▶ **Problem to work on**
How many lines of the data hold the word "navy"? State the number and nothing else.

▶ **Listed records**

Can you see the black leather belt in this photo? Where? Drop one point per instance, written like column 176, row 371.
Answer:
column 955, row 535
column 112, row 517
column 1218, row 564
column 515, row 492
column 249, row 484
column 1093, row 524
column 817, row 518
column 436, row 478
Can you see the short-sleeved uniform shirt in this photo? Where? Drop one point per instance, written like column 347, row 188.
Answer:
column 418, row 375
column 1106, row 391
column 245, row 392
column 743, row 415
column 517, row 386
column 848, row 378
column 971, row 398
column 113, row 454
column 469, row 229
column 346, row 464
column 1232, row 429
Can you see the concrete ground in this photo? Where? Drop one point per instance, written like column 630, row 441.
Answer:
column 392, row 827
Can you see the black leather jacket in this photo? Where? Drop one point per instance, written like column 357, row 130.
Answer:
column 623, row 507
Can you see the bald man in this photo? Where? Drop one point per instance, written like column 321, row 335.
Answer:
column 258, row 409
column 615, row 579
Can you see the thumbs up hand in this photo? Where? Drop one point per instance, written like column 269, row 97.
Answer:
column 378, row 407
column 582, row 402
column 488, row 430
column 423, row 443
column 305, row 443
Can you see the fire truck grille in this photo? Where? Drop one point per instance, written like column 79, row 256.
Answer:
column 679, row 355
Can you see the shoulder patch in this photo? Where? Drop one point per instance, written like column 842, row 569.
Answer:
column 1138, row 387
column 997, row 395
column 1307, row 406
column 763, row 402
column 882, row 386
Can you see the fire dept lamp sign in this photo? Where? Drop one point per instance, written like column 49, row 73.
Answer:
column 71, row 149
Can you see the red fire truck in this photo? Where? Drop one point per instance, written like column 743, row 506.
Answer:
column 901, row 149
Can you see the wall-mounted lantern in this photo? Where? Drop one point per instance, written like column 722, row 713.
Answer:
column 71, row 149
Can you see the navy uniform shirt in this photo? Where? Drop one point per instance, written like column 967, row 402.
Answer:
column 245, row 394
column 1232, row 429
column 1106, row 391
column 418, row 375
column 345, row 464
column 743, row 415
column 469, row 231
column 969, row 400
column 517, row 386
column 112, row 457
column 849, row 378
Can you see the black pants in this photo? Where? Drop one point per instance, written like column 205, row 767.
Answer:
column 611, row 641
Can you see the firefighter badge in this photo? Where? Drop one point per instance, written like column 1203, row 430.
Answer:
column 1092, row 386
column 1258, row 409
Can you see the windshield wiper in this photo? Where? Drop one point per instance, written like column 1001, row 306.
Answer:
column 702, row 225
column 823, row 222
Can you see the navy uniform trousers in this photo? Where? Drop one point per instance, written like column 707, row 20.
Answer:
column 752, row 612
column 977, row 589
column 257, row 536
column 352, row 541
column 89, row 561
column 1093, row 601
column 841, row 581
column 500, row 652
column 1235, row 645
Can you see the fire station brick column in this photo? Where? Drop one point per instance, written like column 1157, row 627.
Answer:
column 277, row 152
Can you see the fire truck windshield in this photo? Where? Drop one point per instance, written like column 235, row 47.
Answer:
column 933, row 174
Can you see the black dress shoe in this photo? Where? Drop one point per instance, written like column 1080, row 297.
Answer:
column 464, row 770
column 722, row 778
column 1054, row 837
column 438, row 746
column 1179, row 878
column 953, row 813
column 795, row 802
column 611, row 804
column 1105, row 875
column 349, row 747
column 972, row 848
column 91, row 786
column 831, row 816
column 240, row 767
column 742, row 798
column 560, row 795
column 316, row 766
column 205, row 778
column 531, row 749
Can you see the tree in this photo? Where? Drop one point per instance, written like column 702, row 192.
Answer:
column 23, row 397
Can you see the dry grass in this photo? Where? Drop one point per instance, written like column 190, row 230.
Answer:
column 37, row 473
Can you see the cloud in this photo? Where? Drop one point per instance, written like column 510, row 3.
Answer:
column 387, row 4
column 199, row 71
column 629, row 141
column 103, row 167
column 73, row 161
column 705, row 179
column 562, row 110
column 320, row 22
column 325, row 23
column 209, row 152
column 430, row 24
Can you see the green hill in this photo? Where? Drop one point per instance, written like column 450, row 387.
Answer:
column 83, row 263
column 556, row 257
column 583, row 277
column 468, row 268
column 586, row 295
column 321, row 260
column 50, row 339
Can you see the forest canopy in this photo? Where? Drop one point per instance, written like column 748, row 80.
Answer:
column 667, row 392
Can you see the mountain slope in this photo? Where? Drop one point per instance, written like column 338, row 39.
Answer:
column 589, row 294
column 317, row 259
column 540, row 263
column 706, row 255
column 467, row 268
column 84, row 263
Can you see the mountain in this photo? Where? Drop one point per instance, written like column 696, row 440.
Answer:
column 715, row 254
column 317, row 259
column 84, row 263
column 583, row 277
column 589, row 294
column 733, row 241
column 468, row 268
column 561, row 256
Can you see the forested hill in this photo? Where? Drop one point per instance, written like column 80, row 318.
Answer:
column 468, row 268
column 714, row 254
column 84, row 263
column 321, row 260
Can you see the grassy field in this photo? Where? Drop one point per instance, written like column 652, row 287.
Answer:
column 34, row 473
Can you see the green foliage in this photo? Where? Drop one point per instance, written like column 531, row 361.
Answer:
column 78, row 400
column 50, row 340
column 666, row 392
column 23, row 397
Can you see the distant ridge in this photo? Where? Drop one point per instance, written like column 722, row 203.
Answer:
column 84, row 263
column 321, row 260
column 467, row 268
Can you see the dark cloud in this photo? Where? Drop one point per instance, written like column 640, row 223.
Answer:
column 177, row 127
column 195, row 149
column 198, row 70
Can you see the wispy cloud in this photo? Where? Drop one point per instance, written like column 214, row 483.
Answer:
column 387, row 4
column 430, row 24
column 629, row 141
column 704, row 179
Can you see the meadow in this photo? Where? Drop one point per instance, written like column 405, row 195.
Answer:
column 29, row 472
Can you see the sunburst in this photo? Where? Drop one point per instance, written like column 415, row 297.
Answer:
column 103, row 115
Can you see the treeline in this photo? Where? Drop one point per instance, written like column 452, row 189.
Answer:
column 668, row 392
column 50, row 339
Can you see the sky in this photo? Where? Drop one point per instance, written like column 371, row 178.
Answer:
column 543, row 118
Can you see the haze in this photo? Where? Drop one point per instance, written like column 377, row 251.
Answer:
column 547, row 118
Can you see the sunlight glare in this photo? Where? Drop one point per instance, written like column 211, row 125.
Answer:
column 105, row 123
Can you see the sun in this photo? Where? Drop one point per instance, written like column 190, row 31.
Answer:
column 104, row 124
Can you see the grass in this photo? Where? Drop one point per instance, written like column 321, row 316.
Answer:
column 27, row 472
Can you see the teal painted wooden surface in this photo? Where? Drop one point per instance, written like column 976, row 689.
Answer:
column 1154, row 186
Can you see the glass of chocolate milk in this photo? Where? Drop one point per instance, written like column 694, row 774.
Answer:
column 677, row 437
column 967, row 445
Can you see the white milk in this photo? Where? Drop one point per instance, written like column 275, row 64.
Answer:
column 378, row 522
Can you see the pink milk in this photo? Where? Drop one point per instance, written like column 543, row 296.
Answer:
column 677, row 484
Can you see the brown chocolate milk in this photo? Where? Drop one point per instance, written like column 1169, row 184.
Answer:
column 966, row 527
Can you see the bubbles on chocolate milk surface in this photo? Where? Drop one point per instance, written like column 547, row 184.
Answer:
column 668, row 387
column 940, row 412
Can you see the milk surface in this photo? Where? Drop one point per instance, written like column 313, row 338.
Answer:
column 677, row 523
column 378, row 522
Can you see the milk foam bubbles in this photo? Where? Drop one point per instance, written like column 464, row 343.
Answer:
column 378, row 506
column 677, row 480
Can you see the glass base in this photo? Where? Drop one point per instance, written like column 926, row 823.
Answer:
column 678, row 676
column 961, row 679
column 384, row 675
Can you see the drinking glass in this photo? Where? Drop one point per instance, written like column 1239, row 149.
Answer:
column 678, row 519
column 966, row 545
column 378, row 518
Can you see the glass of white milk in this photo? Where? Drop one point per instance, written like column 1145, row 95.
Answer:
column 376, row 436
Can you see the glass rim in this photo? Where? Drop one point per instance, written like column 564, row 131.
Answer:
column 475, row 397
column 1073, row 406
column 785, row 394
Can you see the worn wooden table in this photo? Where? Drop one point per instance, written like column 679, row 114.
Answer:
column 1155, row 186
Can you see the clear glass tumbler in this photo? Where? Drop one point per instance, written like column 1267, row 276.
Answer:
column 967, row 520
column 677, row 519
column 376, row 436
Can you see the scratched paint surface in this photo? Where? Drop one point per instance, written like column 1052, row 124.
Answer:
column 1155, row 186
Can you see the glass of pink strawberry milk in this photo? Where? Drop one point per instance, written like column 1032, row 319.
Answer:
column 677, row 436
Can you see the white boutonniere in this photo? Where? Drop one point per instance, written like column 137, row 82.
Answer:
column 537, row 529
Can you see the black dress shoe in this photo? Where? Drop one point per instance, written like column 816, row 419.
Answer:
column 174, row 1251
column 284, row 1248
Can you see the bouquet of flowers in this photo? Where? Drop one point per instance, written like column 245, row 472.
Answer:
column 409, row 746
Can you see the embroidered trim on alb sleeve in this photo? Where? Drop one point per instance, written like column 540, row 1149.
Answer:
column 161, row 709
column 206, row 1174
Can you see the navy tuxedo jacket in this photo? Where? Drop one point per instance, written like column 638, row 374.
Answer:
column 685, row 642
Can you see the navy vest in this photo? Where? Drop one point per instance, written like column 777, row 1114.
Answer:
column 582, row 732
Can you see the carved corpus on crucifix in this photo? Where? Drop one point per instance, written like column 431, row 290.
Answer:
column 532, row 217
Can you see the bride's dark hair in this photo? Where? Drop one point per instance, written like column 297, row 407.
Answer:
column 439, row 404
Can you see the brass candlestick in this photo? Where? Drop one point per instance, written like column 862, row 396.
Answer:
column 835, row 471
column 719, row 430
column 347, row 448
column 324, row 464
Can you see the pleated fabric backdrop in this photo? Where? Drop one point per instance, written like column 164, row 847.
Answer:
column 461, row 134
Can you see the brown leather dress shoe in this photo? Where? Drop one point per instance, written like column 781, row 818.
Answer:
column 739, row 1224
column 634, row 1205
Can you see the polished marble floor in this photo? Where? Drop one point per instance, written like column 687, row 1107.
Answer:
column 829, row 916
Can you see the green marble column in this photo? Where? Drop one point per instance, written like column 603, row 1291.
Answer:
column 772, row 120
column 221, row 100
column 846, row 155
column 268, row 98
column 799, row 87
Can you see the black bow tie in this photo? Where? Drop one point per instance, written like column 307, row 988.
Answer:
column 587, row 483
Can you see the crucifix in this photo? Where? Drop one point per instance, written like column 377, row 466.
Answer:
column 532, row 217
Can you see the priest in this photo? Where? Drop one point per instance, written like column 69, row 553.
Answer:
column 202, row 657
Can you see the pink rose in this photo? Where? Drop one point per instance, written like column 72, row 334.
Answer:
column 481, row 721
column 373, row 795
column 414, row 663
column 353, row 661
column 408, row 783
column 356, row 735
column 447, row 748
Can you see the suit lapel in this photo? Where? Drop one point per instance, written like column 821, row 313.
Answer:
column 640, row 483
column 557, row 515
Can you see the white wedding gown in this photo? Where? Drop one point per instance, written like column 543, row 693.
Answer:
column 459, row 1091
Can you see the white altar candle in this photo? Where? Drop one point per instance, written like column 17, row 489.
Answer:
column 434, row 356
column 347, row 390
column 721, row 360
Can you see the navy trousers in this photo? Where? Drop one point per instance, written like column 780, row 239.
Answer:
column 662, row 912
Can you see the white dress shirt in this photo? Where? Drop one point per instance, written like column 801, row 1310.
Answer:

▶ **Reply**
5